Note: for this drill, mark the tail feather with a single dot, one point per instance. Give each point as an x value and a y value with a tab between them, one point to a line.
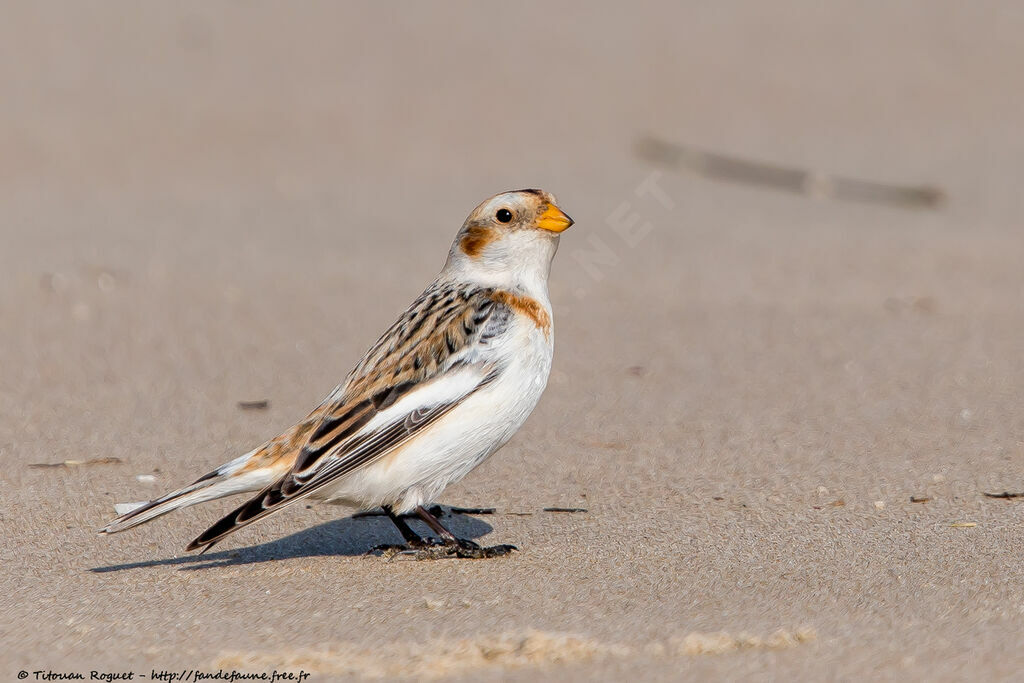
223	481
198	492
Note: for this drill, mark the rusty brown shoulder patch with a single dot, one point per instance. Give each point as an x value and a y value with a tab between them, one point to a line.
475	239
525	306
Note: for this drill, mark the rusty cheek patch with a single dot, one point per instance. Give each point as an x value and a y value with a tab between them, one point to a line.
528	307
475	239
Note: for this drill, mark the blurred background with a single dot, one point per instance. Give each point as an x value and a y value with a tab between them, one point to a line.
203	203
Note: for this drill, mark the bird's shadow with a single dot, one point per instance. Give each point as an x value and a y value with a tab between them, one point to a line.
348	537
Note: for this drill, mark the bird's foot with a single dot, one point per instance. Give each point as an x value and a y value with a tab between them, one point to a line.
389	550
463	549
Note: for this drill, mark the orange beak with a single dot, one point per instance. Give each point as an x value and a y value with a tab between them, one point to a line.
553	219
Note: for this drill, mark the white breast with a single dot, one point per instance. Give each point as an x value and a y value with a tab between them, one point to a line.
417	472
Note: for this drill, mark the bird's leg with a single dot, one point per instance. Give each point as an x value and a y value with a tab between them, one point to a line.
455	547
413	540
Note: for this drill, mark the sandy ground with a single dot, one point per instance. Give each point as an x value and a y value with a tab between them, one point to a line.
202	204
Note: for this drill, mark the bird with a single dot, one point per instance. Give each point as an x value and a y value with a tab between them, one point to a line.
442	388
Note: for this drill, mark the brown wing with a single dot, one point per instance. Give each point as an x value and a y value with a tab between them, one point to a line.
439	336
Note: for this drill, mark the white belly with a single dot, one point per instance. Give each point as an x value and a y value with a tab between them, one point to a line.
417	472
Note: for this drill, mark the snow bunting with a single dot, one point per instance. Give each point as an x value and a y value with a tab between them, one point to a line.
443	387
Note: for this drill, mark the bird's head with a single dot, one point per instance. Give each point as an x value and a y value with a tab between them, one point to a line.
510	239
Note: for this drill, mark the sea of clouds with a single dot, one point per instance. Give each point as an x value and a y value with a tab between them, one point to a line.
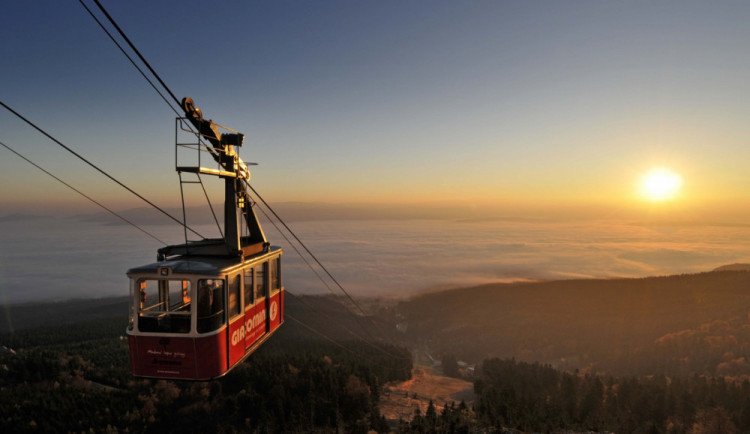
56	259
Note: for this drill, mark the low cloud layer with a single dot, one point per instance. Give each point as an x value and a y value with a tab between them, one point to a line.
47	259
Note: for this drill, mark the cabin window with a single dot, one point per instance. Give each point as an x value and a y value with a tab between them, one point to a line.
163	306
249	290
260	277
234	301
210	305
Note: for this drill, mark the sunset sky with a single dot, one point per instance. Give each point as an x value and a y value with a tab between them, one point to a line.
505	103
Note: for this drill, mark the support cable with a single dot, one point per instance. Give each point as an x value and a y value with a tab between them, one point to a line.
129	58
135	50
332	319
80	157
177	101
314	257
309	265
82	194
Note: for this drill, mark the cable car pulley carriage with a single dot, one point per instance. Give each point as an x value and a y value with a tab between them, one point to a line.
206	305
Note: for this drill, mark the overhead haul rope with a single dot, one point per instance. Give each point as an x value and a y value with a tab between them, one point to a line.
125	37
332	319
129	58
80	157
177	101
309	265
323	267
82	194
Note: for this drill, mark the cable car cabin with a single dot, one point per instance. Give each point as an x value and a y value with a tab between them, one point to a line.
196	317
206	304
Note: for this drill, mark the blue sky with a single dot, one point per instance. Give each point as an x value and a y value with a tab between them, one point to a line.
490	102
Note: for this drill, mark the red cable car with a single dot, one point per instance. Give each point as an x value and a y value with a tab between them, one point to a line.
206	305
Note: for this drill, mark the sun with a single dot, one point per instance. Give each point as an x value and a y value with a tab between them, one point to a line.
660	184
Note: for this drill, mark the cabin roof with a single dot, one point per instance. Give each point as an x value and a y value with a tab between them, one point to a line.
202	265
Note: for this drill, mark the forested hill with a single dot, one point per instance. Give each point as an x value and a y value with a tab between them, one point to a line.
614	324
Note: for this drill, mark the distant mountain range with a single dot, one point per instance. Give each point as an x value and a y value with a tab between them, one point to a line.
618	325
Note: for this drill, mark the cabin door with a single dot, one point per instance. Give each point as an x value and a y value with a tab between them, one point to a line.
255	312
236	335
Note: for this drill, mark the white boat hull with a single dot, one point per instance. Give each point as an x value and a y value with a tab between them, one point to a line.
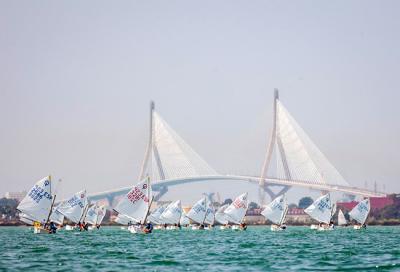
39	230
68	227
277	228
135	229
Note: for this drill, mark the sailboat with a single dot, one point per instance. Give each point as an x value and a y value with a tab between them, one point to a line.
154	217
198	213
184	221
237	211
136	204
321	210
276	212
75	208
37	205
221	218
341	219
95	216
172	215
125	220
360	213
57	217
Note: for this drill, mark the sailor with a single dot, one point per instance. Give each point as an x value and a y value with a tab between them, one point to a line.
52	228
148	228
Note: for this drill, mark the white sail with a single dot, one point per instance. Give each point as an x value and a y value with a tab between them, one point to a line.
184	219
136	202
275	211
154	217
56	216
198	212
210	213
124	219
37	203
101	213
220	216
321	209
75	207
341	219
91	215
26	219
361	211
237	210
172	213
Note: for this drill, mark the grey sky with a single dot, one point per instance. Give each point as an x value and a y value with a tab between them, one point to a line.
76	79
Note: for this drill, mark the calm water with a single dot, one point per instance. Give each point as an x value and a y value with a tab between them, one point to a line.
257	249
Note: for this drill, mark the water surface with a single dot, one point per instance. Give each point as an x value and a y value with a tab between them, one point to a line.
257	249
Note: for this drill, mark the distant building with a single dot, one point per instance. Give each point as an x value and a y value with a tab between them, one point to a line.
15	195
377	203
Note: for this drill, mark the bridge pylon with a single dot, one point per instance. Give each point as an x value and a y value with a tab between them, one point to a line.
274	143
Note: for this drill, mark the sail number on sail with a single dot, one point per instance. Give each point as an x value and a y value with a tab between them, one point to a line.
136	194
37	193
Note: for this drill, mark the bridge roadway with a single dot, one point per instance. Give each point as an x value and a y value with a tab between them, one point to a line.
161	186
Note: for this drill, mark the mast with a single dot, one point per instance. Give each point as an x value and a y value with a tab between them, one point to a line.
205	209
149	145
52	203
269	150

**OBJECTIVE**
Reproduce the rows word for word, beginning with the line that contains "Note: for this drill, mark the sail number" and continuing through the last line of the rows.

**PROBLEM SOLUTION**
Note: for this drill, mark the sail number on sail with a single dot, one point per instance. Give each point as an x value and a y value with a tab between them, one point to a line.
136	194
37	193
Note: for this drill, mark the bridge roadway with a single dot, one point per instance. Give each point as an x value and a y value with a tab between them, one point to a line.
161	186
Note: for this drill, mark the mast with a single dot, one point per instance. Give each point as an x value and a y value with a tab between them, one point to a line.
205	209
149	145
52	203
269	150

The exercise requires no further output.